** MATERIAL FOR THE TASK follows **

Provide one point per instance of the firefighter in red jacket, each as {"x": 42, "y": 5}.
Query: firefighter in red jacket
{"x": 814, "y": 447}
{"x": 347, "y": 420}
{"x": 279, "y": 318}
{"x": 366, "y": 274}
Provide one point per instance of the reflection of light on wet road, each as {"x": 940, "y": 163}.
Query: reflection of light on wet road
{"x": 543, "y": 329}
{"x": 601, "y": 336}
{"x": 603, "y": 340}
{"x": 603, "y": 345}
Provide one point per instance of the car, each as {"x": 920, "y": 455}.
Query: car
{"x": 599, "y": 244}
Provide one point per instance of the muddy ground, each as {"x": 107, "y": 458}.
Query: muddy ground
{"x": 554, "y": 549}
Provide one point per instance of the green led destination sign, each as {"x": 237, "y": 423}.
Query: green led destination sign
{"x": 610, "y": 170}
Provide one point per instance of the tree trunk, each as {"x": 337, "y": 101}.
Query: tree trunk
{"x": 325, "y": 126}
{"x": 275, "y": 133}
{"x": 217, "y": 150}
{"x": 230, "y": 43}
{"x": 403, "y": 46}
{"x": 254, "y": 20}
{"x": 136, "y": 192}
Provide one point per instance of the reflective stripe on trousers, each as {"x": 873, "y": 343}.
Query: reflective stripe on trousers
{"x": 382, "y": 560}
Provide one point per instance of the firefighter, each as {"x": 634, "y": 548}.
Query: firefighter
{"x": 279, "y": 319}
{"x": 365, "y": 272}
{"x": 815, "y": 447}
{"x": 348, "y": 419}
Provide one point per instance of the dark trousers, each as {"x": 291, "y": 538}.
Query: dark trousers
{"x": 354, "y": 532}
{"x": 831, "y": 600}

** End of MATERIAL FOR THE TASK **

Find "Provide one point per instance of the reflective" in the data above, then repeat that line and all lines after it exactly, ending with the final line.

Provide one point per instance of the reflective stripe on trousers, each as {"x": 873, "y": 343}.
Query: reflective stripe on trousers
{"x": 382, "y": 560}
Provide one point per instance of the firefighter, each as {"x": 634, "y": 548}.
Query: firefighter
{"x": 279, "y": 319}
{"x": 365, "y": 272}
{"x": 815, "y": 447}
{"x": 348, "y": 419}
Provide one point per instance of the dark trousers, each as {"x": 291, "y": 538}.
Query: dark trousers
{"x": 354, "y": 532}
{"x": 831, "y": 600}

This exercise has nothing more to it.